* _What this task involves_: State how many lines of the data below contain the word "grass". Give only the number.
___ Task material
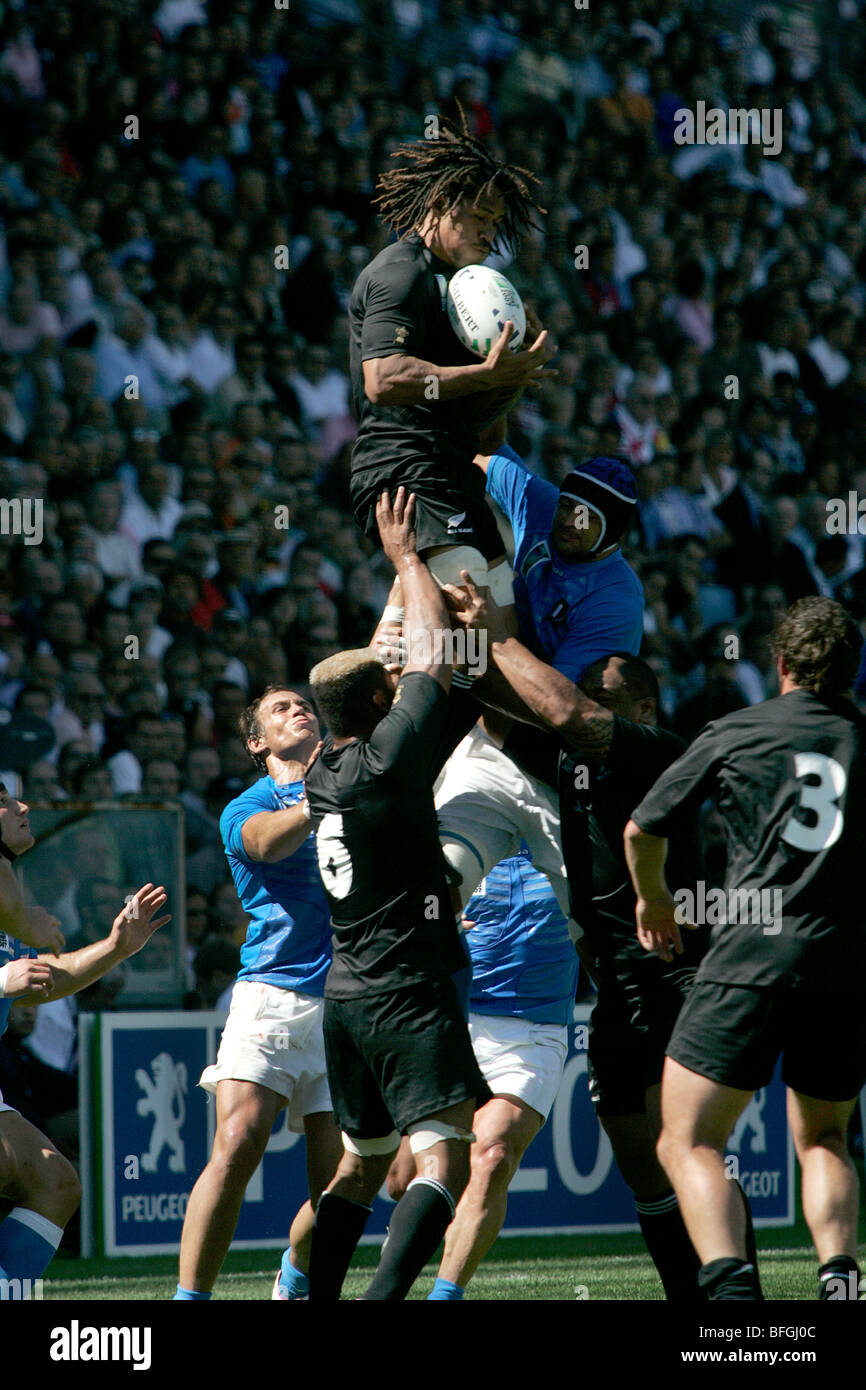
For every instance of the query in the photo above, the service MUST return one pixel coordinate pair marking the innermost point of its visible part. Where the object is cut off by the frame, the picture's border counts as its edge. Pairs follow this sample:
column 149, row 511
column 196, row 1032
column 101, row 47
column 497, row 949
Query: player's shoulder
column 623, row 574
column 648, row 744
column 257, row 797
column 14, row 950
column 399, row 264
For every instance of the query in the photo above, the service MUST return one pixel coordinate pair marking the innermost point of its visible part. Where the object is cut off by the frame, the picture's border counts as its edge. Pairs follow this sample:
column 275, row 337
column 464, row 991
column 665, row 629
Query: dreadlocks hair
column 449, row 168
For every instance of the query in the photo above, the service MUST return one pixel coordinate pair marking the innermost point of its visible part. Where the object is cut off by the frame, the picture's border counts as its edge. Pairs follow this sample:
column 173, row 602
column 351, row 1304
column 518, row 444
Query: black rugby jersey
column 398, row 306
column 788, row 779
column 378, row 844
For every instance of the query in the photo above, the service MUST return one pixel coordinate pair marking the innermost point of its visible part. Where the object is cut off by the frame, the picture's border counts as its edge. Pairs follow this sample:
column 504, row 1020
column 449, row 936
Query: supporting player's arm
column 31, row 925
column 74, row 970
column 424, row 613
column 552, row 698
column 645, row 855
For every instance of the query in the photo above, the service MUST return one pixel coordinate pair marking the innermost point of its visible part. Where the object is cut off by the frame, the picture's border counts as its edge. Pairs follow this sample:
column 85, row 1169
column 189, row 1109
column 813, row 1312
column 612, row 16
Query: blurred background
column 184, row 207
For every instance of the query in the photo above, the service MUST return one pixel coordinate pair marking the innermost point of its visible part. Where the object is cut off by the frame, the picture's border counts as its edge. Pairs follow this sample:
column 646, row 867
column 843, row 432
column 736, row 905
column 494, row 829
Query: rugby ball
column 480, row 299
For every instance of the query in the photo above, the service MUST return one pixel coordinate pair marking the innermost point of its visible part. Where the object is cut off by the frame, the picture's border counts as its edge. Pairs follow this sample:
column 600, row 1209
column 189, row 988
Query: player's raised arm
column 556, row 701
column 424, row 613
column 655, row 919
column 132, row 927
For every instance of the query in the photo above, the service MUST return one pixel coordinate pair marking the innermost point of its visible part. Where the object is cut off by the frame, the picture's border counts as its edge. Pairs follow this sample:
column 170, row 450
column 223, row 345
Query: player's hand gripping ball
column 480, row 300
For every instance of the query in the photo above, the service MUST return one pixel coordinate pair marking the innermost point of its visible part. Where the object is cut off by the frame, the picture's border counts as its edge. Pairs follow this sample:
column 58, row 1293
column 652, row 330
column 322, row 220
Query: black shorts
column 451, row 506
column 734, row 1034
column 628, row 1032
column 396, row 1058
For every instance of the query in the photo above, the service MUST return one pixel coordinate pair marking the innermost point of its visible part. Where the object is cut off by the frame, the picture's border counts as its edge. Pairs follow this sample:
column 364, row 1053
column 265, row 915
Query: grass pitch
column 521, row 1268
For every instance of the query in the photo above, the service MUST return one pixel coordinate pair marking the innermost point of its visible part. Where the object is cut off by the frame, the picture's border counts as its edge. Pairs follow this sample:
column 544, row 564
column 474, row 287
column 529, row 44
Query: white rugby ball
column 480, row 299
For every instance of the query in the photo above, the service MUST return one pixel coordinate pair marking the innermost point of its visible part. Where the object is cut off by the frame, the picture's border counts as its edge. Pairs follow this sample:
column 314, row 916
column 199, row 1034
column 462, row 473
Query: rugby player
column 608, row 751
column 271, row 1054
column 42, row 1184
column 788, row 779
column 398, row 1048
column 524, row 979
column 577, row 599
column 421, row 398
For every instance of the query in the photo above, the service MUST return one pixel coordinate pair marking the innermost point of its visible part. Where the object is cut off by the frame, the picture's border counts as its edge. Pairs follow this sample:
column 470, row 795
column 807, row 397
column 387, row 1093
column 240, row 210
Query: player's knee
column 68, row 1189
column 494, row 1164
column 466, row 866
column 398, row 1182
column 448, row 565
column 666, row 1150
column 829, row 1137
column 238, row 1150
column 53, row 1187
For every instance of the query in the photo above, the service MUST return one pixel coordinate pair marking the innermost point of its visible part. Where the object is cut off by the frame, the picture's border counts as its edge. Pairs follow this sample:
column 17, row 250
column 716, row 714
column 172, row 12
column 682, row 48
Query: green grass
column 549, row 1268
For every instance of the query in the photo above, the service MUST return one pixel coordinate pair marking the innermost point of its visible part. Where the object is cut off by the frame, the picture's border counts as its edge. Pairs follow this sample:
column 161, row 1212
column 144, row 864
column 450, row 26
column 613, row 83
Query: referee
column 421, row 398
column 788, row 779
column 398, row 1048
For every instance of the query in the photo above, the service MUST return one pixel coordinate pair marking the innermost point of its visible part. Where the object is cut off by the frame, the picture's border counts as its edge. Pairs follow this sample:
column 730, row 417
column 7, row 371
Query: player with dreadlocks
column 420, row 396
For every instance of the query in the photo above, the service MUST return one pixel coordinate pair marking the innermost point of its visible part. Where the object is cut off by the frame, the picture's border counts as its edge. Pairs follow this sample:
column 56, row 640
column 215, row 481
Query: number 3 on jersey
column 820, row 799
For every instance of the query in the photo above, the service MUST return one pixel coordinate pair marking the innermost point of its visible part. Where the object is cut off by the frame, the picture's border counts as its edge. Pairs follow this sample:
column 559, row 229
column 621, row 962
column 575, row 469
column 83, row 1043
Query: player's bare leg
column 424, row 1212
column 45, row 1190
column 245, row 1118
column 324, row 1153
column 830, row 1189
column 634, row 1140
column 697, row 1118
column 503, row 1127
column 634, row 1148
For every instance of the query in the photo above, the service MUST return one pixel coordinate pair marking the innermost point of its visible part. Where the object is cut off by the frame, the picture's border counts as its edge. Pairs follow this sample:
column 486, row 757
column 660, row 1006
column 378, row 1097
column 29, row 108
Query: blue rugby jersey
column 569, row 613
column 288, row 941
column 11, row 950
column 524, row 963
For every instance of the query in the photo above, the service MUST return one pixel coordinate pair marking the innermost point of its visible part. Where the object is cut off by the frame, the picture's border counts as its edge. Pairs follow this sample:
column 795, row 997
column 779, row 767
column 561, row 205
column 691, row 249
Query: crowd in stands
column 185, row 202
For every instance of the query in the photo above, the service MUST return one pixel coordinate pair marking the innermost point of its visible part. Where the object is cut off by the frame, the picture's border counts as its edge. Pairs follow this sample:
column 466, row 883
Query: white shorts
column 274, row 1039
column 520, row 1058
column 487, row 805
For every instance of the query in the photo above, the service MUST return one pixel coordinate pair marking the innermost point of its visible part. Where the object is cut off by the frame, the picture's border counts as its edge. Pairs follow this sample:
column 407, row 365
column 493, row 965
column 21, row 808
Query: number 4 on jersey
column 820, row 799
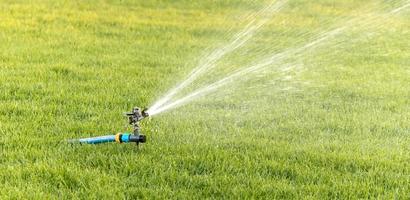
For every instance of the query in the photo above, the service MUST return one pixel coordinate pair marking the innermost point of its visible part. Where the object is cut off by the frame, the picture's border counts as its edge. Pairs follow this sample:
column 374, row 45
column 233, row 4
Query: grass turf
column 69, row 69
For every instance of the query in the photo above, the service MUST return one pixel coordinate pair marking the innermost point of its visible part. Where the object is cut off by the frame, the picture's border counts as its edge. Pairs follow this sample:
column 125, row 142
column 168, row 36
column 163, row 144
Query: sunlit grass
column 337, row 129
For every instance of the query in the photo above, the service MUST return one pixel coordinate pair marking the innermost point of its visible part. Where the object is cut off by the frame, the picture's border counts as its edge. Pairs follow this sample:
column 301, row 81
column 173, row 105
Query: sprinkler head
column 134, row 117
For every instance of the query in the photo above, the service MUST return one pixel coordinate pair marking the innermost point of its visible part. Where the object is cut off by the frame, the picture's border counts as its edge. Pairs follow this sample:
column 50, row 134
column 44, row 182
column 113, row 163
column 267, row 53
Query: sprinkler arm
column 134, row 117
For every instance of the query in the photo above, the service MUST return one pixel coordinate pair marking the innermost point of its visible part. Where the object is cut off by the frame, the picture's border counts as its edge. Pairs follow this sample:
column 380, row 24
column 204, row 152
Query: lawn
column 337, row 126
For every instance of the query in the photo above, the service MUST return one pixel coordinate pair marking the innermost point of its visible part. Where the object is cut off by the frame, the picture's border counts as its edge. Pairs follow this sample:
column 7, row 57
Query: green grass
column 69, row 69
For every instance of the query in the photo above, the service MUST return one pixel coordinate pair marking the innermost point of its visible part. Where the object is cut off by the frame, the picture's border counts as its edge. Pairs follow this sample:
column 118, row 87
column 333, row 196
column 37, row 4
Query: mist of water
column 210, row 61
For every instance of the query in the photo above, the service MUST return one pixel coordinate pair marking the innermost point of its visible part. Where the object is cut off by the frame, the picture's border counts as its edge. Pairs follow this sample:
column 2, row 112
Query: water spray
column 134, row 117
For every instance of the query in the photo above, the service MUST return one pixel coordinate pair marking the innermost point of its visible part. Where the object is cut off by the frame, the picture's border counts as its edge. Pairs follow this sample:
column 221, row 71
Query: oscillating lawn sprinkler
column 134, row 117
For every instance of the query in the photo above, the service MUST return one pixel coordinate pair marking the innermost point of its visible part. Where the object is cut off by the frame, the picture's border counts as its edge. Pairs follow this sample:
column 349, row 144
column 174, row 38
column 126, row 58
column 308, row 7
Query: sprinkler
column 134, row 117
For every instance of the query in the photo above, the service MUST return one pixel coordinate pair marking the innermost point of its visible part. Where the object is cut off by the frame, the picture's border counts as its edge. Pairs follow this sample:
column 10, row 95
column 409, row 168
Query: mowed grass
column 69, row 69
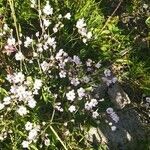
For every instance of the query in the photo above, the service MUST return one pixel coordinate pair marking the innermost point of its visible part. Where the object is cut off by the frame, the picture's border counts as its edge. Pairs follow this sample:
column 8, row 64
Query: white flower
column 89, row 35
column 84, row 40
column 75, row 81
column 22, row 110
column 28, row 126
column 5, row 27
column 114, row 117
column 88, row 62
column 25, row 144
column 113, row 128
column 85, row 79
column 109, row 110
column 98, row 65
column 67, row 16
column 31, row 103
column 114, row 80
column 93, row 102
column 32, row 134
column 48, row 10
column 81, row 92
column 19, row 56
column 62, row 74
column 51, row 41
column 11, row 41
column 6, row 100
column 72, row 108
column 28, row 41
column 37, row 84
column 46, row 22
column 107, row 73
column 70, row 95
column 1, row 106
column 95, row 114
column 18, row 77
column 76, row 59
column 45, row 66
column 80, row 23
column 88, row 106
column 148, row 99
column 55, row 29
column 47, row 142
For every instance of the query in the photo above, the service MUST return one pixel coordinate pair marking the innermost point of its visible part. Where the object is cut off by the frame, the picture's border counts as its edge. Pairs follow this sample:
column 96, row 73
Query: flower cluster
column 51, row 82
column 109, row 79
column 82, row 30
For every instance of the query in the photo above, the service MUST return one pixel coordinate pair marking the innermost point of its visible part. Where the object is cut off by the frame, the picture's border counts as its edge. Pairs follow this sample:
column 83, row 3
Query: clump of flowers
column 50, row 78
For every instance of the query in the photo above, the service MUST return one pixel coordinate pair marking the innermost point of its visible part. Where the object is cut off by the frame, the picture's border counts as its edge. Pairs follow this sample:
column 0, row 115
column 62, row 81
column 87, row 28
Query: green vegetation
column 105, row 35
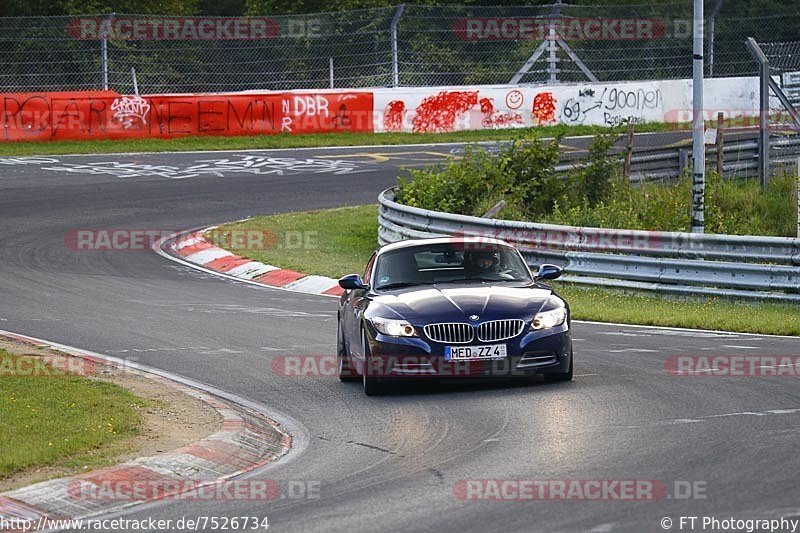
______
* _Solution for this problem_: 6